Set task 1: In the tutor list reply, reproduce the passage starting at "You may not" and ending at "are visually close.", swapping "visually close" for "near each other on screen".
Set task 2: Turn the paragraph of the tutor list reply that begins "You could keep a sorted list" into a short bulleted list that keeps its main points.

Text shown:
[Tutor] Re: Tutor Digest, Vol 8, Issue 67

Kent Johnson kent_johnson at skillsoft.com
Fri Oct 22 13:38:54 CEST 2004


A couple more quick ideas:

You may not even need to take the sum of squares in get_distance(). 
max(abs(ax-bx), abs(ay-by)) would probably work fine for your purposes, 
since you are just trying to find points that are visually close.

You could keep a sorted list of (x, y) coordinates and use that for finding 
the nearest neighbor. Use the bisect module to find where to insert a new 
point in the list. To find the closest point search both ways in the list 
looking for points that are close. If you use the distance metric above you 
can stop searching when abs(ax-bx) is greater than your "closeness" cutoff.

HTH
Kent

At 06:03 AM 10/22/2004 -0400, Kent Johnson wrote:
>A few tweaks for your current algorithm:
>
>- Don't do the sqrt in get_distance(), you don't need the actual distance.

Dataset excerpts:
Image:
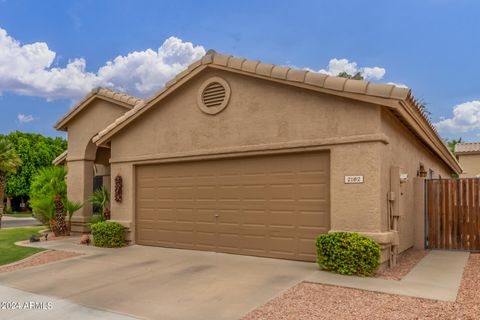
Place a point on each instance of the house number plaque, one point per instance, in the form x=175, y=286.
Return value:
x=353, y=179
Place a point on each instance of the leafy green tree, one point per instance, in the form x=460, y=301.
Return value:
x=9, y=162
x=356, y=76
x=36, y=152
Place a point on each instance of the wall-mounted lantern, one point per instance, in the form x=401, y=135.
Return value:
x=118, y=188
x=422, y=172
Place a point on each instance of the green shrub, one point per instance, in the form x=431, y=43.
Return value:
x=108, y=234
x=347, y=253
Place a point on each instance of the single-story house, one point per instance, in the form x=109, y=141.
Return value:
x=468, y=155
x=244, y=157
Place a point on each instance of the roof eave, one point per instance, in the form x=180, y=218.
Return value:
x=429, y=135
x=61, y=124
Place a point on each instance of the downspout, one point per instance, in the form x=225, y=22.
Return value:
x=394, y=212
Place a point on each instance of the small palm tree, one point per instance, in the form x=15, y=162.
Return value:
x=44, y=211
x=101, y=198
x=9, y=162
x=50, y=182
x=71, y=207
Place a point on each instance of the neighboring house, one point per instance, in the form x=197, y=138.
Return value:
x=468, y=155
x=250, y=158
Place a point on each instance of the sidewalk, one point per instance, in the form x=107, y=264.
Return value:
x=437, y=276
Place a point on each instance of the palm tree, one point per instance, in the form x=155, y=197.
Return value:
x=71, y=207
x=44, y=211
x=50, y=183
x=101, y=198
x=9, y=162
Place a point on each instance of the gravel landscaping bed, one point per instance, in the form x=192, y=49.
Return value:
x=315, y=301
x=38, y=259
x=406, y=261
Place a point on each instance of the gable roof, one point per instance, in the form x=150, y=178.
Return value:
x=399, y=99
x=467, y=147
x=119, y=98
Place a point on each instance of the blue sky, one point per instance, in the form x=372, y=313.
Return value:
x=53, y=52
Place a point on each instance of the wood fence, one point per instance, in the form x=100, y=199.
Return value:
x=453, y=214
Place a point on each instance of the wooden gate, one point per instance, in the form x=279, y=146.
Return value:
x=453, y=214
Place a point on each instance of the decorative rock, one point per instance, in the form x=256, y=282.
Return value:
x=85, y=239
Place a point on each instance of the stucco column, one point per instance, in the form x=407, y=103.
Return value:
x=80, y=188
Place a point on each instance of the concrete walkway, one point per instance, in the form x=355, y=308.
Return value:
x=437, y=276
x=29, y=306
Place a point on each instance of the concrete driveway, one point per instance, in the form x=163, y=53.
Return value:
x=160, y=283
x=11, y=222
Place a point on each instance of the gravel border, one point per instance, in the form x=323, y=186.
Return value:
x=406, y=261
x=307, y=301
x=39, y=258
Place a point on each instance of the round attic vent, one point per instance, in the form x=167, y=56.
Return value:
x=213, y=95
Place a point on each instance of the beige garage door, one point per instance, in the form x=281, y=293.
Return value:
x=269, y=206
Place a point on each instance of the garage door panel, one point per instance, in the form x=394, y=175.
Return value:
x=271, y=206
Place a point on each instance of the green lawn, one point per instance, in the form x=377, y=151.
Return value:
x=9, y=252
x=19, y=215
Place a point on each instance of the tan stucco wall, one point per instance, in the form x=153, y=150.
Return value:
x=81, y=129
x=82, y=153
x=261, y=115
x=470, y=164
x=407, y=152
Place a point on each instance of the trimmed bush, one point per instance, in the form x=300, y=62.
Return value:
x=108, y=234
x=347, y=253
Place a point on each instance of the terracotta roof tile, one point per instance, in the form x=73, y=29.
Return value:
x=264, y=69
x=313, y=79
x=250, y=66
x=467, y=147
x=356, y=86
x=335, y=83
x=101, y=92
x=221, y=59
x=235, y=63
x=279, y=72
x=316, y=79
x=296, y=75
x=380, y=90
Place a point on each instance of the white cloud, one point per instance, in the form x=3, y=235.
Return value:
x=336, y=66
x=466, y=117
x=23, y=118
x=27, y=69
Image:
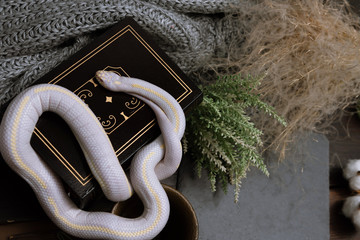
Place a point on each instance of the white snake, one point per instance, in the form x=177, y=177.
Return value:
x=156, y=161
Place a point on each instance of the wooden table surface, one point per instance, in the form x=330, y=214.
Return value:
x=344, y=145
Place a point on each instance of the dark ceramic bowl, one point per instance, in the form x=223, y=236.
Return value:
x=182, y=223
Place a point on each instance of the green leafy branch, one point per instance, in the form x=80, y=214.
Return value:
x=220, y=135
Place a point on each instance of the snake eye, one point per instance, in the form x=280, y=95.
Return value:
x=99, y=76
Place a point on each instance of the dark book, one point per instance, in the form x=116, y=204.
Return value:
x=130, y=124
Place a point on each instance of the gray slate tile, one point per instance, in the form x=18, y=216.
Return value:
x=293, y=203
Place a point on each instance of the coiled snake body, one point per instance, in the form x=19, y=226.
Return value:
x=156, y=161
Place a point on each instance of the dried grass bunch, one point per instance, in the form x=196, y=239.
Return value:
x=308, y=52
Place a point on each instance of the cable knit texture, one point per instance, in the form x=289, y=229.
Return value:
x=36, y=35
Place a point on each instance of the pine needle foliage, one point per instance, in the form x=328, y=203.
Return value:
x=220, y=135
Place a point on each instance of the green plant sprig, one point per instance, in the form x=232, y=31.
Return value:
x=220, y=135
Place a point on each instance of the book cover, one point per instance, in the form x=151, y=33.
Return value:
x=129, y=51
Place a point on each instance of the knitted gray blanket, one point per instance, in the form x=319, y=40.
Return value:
x=36, y=35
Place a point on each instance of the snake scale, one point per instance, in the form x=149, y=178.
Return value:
x=156, y=161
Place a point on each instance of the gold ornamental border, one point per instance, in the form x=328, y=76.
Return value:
x=128, y=29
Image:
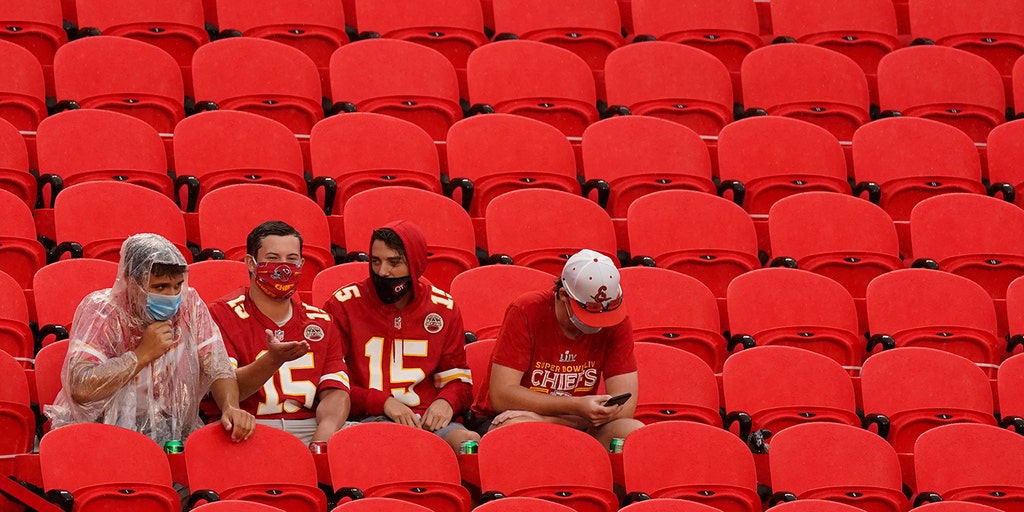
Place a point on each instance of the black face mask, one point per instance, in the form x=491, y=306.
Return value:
x=390, y=290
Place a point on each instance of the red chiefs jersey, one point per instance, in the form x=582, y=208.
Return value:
x=416, y=354
x=531, y=340
x=291, y=393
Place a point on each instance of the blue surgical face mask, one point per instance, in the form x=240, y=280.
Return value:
x=162, y=307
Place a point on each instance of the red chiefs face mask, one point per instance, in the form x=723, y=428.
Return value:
x=278, y=279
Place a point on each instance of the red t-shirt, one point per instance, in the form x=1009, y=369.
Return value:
x=531, y=341
x=416, y=354
x=291, y=393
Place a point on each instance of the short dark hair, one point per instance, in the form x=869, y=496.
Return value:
x=167, y=269
x=390, y=239
x=269, y=228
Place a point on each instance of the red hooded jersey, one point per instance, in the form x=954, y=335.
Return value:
x=416, y=354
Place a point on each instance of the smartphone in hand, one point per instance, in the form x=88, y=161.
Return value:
x=617, y=400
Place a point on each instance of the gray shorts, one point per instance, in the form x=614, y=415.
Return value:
x=441, y=432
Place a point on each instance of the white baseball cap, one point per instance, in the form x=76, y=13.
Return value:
x=592, y=282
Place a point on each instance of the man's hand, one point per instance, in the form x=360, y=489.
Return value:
x=239, y=423
x=593, y=410
x=157, y=340
x=437, y=416
x=284, y=351
x=399, y=413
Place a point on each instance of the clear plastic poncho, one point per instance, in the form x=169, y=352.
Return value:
x=162, y=400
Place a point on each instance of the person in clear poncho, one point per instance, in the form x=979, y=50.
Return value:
x=144, y=352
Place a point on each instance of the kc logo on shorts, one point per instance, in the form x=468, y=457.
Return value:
x=433, y=324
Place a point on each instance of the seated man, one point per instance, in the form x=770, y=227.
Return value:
x=290, y=358
x=406, y=340
x=144, y=352
x=553, y=348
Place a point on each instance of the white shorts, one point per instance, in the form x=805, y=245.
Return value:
x=303, y=429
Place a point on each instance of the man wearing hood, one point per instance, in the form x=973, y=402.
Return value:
x=144, y=352
x=406, y=345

Exercise answer 1:
You may not even need to take the sum of squares in get_distance(). 
max(abs(ax-bx), abs(ay-by)) would probably work fine for your purposes, 
since you are just trying to find points that are near each other on screen.

Exercise answer 2:
- Keep a sorted list of (x, y) coordinates and use it to find the nearest neighbor.
- Use the bisect module to find where to insert a new point in the list.
- To find the closest point, search both ways in the list for points that are close.
- With the max(abs(ax-bx), abs(ay-by)) distance metric, stop searching when abs(ax-bx) is greater than the "closeness" cutoff.